**Exercise aim**
Given the material below, output exactly the lines from the line with "Query: tapir mouth" to the line with "The service SHOULD place a point on the tapir eye, one", both ends included, and no other lines.
···
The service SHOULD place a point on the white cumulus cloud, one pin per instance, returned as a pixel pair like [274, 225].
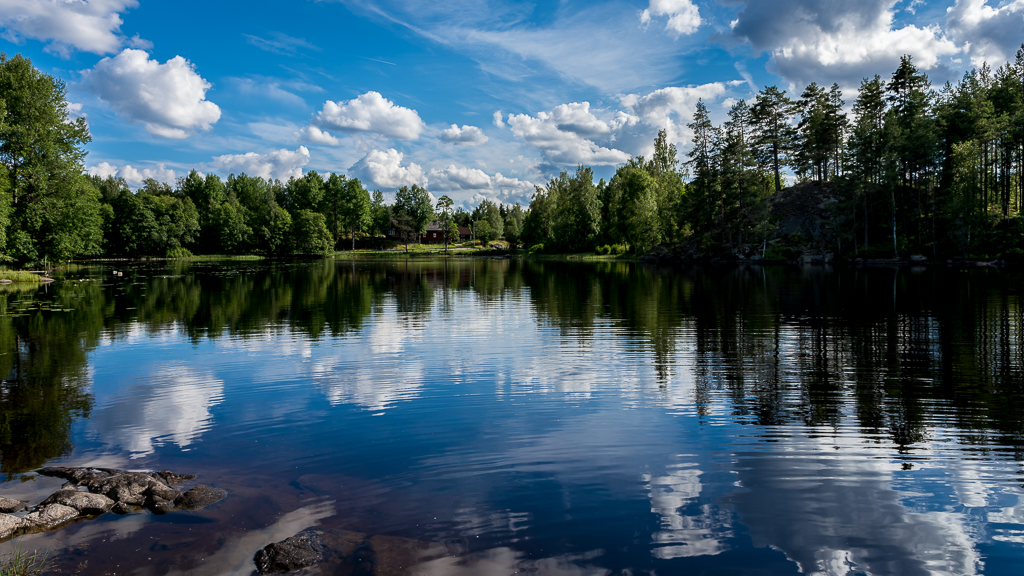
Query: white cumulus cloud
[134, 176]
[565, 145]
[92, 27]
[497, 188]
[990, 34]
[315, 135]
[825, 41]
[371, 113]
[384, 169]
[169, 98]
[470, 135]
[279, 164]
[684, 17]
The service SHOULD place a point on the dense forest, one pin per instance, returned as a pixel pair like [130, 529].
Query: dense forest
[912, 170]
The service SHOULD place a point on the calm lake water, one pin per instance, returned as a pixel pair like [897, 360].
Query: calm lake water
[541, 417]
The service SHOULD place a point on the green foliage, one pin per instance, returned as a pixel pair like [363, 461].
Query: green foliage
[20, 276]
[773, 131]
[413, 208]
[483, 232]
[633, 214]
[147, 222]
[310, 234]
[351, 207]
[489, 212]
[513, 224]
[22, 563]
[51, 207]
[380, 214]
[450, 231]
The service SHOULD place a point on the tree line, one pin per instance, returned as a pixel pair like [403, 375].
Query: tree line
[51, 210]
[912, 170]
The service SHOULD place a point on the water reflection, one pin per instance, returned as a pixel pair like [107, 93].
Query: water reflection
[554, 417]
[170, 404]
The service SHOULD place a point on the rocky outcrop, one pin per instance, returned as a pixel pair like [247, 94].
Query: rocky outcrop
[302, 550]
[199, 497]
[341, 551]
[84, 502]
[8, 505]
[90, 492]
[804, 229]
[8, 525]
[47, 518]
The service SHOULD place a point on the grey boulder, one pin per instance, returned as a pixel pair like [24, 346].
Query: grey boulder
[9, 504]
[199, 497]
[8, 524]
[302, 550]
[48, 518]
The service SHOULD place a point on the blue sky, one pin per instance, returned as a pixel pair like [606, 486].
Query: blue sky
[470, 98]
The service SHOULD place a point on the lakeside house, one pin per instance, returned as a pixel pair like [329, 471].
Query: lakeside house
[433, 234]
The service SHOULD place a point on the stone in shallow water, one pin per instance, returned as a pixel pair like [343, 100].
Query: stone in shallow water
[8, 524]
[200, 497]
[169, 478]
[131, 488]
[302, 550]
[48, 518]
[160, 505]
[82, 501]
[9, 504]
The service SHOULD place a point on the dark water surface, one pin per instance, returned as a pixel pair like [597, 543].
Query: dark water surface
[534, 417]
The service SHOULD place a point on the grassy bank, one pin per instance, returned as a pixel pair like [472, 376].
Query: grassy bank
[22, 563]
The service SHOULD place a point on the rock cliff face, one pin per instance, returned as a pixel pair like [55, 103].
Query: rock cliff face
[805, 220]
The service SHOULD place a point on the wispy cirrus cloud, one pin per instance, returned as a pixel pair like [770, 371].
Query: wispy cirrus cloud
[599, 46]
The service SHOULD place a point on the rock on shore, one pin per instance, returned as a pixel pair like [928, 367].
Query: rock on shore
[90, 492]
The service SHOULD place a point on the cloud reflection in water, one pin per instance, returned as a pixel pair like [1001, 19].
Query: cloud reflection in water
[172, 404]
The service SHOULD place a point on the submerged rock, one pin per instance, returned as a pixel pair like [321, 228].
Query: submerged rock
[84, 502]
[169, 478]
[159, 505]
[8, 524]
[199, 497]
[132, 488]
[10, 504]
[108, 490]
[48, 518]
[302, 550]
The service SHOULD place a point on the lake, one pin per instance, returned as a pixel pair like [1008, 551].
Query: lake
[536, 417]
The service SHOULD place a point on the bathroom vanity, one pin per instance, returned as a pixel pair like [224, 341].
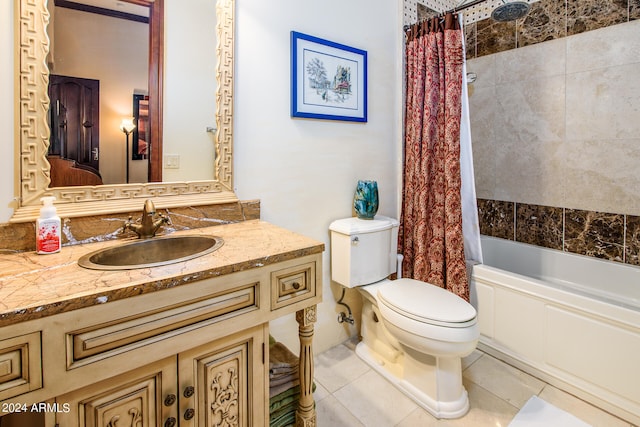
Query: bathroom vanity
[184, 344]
···
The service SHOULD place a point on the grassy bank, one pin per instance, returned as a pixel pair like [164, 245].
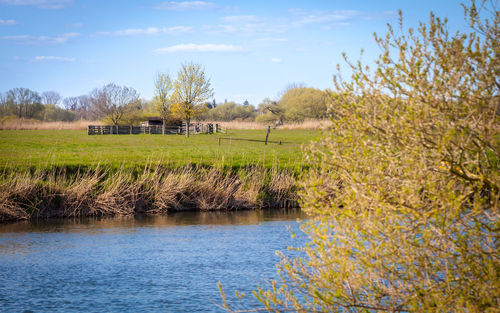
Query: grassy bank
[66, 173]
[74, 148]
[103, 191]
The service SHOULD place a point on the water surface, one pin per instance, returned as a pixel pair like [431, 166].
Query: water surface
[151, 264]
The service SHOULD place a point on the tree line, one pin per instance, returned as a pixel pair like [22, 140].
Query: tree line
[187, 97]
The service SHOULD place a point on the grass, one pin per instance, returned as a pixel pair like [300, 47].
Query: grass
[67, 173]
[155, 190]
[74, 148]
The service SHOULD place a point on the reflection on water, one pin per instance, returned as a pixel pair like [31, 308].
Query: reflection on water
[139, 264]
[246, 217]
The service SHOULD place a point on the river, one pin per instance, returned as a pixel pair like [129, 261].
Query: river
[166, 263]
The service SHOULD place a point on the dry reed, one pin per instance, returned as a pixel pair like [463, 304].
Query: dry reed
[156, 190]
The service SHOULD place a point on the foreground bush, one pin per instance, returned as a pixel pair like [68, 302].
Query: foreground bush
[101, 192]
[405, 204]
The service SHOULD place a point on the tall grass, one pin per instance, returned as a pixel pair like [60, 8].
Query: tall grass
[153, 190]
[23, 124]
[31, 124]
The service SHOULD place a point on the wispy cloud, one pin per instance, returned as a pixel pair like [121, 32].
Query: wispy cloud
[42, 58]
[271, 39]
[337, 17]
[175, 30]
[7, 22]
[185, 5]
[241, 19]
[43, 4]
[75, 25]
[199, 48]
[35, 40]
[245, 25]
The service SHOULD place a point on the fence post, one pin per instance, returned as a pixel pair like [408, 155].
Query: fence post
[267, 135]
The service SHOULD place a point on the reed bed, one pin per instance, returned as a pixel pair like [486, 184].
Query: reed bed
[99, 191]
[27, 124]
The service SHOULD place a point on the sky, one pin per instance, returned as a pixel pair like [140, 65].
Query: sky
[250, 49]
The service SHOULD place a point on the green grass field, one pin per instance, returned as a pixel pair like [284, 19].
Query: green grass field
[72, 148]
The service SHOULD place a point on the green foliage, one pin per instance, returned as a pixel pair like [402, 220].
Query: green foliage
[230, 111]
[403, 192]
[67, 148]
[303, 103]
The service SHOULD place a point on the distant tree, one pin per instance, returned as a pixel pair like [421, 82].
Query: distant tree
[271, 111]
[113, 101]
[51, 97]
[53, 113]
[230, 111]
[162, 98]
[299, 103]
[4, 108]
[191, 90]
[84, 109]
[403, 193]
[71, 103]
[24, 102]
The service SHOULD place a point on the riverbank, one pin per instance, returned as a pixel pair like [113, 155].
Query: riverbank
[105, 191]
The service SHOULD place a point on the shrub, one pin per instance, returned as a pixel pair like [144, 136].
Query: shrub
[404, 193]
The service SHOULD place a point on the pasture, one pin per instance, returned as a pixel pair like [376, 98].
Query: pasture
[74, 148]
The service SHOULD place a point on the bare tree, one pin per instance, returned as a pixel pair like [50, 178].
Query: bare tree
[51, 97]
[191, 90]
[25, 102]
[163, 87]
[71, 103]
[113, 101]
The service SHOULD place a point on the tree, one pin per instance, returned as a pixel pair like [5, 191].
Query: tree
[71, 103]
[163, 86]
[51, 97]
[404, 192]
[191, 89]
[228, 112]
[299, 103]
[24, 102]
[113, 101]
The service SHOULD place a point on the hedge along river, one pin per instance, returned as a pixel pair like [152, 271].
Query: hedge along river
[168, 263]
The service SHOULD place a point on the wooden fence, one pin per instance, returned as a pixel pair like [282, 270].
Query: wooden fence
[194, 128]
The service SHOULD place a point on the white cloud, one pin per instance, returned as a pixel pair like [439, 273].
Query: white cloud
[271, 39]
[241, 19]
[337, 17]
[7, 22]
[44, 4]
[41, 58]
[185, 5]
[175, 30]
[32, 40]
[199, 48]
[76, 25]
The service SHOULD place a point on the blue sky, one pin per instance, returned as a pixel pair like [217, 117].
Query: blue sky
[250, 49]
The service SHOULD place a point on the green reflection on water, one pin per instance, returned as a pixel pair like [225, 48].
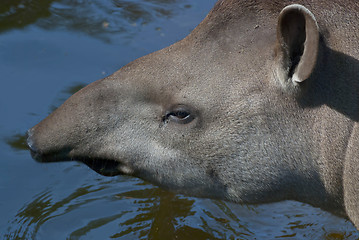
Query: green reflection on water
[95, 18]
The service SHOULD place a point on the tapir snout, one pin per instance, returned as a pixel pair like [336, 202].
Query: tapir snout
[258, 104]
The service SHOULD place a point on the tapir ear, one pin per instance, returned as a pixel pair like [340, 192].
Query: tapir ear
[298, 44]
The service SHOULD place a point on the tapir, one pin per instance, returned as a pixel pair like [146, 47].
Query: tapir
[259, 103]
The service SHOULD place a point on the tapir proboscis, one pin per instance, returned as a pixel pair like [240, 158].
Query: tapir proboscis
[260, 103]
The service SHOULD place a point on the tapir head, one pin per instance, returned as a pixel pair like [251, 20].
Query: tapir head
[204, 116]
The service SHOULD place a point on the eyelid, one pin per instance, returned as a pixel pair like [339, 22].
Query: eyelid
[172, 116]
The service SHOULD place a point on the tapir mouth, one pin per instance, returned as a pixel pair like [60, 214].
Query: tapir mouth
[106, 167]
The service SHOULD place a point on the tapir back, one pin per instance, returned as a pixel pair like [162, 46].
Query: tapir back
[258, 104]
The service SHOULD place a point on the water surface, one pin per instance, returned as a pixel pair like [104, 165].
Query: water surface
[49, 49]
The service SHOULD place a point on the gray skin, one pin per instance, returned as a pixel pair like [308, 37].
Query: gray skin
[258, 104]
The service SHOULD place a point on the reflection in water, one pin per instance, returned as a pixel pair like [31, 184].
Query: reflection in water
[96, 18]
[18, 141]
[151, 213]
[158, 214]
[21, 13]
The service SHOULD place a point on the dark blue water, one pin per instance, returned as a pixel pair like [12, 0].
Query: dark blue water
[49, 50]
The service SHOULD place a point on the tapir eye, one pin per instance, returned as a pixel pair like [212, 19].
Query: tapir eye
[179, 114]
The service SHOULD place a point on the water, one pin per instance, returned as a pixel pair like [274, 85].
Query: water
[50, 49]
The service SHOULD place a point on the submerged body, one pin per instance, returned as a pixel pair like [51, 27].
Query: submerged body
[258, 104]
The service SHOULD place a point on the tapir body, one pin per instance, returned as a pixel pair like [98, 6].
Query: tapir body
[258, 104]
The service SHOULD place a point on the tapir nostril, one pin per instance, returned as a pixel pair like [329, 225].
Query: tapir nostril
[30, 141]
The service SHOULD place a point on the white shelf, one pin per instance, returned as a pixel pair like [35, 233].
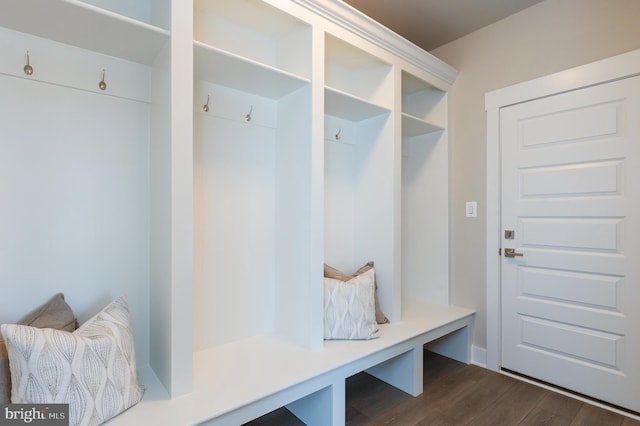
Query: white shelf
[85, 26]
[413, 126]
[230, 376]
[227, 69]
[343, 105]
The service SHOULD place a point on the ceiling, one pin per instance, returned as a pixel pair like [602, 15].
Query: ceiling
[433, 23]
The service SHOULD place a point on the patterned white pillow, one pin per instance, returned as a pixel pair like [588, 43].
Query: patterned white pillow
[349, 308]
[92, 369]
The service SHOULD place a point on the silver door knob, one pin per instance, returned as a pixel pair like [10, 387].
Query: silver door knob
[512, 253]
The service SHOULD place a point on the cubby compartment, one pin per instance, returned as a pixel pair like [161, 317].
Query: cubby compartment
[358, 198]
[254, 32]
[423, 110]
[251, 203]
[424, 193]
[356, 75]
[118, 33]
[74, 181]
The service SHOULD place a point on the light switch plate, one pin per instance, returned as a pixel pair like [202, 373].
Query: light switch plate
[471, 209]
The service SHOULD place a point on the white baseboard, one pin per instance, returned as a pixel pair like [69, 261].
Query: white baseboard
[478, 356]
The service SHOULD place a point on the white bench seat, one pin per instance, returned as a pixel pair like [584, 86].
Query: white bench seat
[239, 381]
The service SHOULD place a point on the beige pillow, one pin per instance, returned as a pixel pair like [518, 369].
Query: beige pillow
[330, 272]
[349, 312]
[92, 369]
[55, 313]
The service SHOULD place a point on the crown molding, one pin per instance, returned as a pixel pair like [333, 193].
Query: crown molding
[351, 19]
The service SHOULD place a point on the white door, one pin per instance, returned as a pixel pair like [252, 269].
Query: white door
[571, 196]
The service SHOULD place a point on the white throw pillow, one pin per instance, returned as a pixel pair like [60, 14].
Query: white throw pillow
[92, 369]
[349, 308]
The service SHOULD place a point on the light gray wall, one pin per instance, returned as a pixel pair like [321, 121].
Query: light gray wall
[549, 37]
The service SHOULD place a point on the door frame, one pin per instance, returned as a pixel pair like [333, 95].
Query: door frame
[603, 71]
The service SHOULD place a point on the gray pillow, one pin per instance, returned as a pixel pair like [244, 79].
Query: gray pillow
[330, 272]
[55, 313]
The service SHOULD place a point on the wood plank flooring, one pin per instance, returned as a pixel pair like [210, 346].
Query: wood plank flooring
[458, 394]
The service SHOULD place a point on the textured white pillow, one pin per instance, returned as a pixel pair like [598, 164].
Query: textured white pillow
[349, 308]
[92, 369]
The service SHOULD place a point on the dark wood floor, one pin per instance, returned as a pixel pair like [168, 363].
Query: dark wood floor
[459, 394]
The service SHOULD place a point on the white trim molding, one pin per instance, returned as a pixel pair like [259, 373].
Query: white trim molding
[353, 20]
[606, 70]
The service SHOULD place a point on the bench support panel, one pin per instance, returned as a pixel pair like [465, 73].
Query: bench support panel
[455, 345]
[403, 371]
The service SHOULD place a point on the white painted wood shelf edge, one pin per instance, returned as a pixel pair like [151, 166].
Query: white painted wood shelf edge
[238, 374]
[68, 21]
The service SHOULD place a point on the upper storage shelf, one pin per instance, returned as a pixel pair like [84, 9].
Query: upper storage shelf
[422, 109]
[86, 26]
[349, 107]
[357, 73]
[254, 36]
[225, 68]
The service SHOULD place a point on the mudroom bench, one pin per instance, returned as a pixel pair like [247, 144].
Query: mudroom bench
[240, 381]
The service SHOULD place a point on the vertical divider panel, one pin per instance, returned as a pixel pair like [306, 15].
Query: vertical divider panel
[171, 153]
···
**Completed exercise**
Query: tapir mouth
[106, 167]
The service SHOULD place a point on the tapir back, one pin per instance, returned as a pixel pair like [162, 46].
Query: tapir back
[258, 104]
The service SHOULD place a point on the water surface, one pin per instance, returned as a pixel pair like [104, 165].
Query: water surface
[49, 49]
The service SHOULD place a point on the gray skin, one pin per instance, returned as a pixel pair like [308, 37].
Query: gray skin
[258, 104]
The service SHOULD place a point on the reflection in water, one pin per instance, returned as a pixel pair like [31, 184].
Query: reflection in water
[96, 18]
[18, 141]
[151, 213]
[158, 214]
[21, 13]
The service SHOULD place a point on the dark blue water, one pin per instance, returned as a pixel pair like [12, 0].
Query: dark blue water
[49, 50]
The service SHOULD place a point on the tapir eye, one pin per instance, returned as a pixel pair like [212, 19].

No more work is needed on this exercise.